[Photo-based referring expression data]
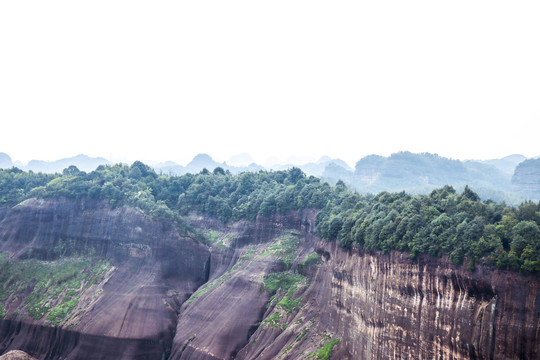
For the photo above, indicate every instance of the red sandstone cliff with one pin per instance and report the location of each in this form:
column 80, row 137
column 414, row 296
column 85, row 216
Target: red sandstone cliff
column 166, row 296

▶ **Task prompt**: Using the records above, output an exact copy without any pictures.

▶ **Output for this task**:
For the photo above, indicate every instance of the red sandstone cliff with one pin per instance and report the location of each in this form:
column 80, row 137
column 414, row 296
column 85, row 216
Target: red sandstone cliff
column 166, row 296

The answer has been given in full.